:: Source extract ::
*****
One theme Brian Morrissey is noticing in conversations with media execs is how bumpy the pandemic and post-pandemic periods have been, with one commenting that revenue could be up 20% or down 20% and neither result would be surprising:

"From the effect of generative AI to the final disappearance of the third-party cookie, an ambiguous environment is the norm. One publishing executive a few weeks back lamented how the playbooks they’d use in the past don’t apply now."

I'm not sure I entirely agree with all Morrissey’s reasoning here, but then I don't run a large media company. Personally I think a lot of the 'faff and fat' around popular media companies has proved more and more difficult to monetise. Those with simple publishing models, strong communities and unique content are the ones doing well.

Is this ambiguity a post-pandemic thing, a natural part of the digital media cycle which would have happened pandemic or not, or are some of you seeing more predictability than those over the pond? Let us know over on our community forum.

A fascinating look at how far ChatGPT has come (it’s only been public for 11 months) but also how far it has to go. One point that struck me reading this was Mariana Adami’s skill in prompting it to get the answer she needed, or more depth on the answers it had given. Most people will simply never have the understanding to coax accurate or complete information out of it in the state it’s currently in.
*****
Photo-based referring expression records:

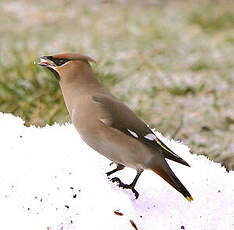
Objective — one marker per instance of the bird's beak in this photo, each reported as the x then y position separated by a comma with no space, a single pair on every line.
45,62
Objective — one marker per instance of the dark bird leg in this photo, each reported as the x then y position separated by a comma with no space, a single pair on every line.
118,168
129,186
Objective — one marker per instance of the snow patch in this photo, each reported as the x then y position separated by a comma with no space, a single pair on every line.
51,180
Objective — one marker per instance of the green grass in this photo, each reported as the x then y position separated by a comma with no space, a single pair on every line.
169,62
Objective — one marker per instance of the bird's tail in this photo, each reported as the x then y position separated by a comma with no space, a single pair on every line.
167,174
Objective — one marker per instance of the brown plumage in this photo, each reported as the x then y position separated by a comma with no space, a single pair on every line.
109,126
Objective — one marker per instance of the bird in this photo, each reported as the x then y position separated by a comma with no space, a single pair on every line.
109,126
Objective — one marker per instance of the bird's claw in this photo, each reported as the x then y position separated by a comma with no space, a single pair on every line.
125,186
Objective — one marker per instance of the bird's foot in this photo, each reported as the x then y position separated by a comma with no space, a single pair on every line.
125,186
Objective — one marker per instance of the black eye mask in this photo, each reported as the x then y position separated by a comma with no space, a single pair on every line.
58,61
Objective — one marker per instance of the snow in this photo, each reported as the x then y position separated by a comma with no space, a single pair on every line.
51,180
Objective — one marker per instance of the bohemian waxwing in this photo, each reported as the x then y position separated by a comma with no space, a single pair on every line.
109,126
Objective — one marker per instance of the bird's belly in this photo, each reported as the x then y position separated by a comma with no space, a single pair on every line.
119,147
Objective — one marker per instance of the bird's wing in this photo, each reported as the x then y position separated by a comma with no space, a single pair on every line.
119,116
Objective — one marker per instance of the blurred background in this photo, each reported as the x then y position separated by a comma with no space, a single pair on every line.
172,62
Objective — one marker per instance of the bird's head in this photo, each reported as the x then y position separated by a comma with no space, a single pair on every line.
60,64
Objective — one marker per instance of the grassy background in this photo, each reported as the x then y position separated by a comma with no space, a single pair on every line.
171,62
*****
:: What to work on ::
A – Output the media newsletter excerpt from "Is this ambiguity" up to and including "our community forum.", word for word.
B – Write the next part of the media newsletter excerpt, picking up after its last sentence.

:: Answers ::
A –
Is this ambiguity a post-pandemic thing, a natural part of the digital media cycle which would have happened pandemic or not, or are some of you seeing more predictability than those over the pond? Let us know over on our community forum.

B –
Of the 70 leading publishers tracked by Press Gazette, half saw falls in their visibility score. Of those, 24 saw declines in the double-digits. The core algorithm update comes just a few weeks after a helpful content update intended to penalise sites with poor user experience.

Are you seeing changes in the quantity or quality of traffic from search? Join in the discussion in our community forum!

There’s massaging your numbers. Then there’s inflating them to the tune of tens of millions. This isn’t a pretty or especially flowing read thanks to the ‘Semaform’ way the writing and different perspectives are chunked up, but it did introduce me to the term ‘self-licking ice cream cone’ so there we go.